SOURCE PASSAGE:

= = = = = = =

As the world nervously waited for Neil Armstrong and Buzz Aldrin to land on the moon, Nixon speechwriter William Safire penned a speech in case the astronauts were stranded in space. The memo was addressed to H.R. Haldeman, Nixon’s Chief of Staff, and includes chilling directions for the president, NASA, and clergy in case something went awry.

Here's the text:

IN EVENT OF MOON DISASTER: Fate has ordained that the men who went to the moon to explore in peace will stay on the moon to rest in peace. These brave men, Neil Armstrong and Edwin Aldrin, know that there is no hope for their recovery. But they also know that there is hope for mankind in their sacrifice. These two men are laying down their lives in mankind’s most noble goal: the search for truth and understanding. They will be mourned by their families and friends; they will be mourned by their nation; they will be mourned by the people of the world; they will be mourned by a Mother Earth that dared send two of her sons into the unknown. In their exploration, they stirred the people of the world to feel as one; in their sacrifice, they bind more tightly the brotherhood of man. In ancient days, men looked at stars and saw their heroes in the constellations. In modern times, we do much the same, but our heroes are epic men of flesh and blood. Others will follow, and surely find their way home. Man’s search will not be denied. But these men were the first, and they will remain the foremost in our hearts. For every human being who looks up at the moon in the nights to come will know that there is some corner of another world that is forever mankind.

= = = = = = =

TASK DIRECTIONS:
Answer these questions using the moon disaster passage above, numbering your answers to match.
1. Which speechwriter wrote the speech?
2. To whom was the memo addressed?
3. What did men in ancient days see in the constellations, according to the speech?

= = = = = = =

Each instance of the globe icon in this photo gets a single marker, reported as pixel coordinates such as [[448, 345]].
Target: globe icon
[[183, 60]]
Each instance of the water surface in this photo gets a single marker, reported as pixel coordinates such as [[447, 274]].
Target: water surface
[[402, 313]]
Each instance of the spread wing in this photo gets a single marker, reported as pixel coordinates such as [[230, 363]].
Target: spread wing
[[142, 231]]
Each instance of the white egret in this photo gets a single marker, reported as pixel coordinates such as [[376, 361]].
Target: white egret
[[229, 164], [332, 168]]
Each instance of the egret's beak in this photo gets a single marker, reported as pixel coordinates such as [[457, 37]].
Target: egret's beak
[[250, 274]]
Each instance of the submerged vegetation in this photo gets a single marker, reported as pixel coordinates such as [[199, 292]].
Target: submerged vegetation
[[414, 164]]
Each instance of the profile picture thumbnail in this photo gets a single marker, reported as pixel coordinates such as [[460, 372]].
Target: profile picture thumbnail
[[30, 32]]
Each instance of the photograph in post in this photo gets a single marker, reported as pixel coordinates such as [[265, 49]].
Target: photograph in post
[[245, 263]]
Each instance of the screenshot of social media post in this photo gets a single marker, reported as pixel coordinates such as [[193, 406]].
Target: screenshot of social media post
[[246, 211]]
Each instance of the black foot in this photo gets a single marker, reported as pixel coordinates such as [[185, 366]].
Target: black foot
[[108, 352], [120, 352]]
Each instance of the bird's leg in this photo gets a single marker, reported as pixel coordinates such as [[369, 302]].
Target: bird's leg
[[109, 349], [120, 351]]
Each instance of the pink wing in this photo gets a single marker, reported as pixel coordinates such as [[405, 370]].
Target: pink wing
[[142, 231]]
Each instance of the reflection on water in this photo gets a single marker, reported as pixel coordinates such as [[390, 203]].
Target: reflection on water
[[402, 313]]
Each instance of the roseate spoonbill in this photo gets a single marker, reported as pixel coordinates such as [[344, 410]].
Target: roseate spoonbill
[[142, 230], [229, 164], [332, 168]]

= = = = = = =

ANSWER TO THE EXERCISE:
1. William Safire
2. H.R. Haldeman, Nixon's Chief of Staff
3. Their heroes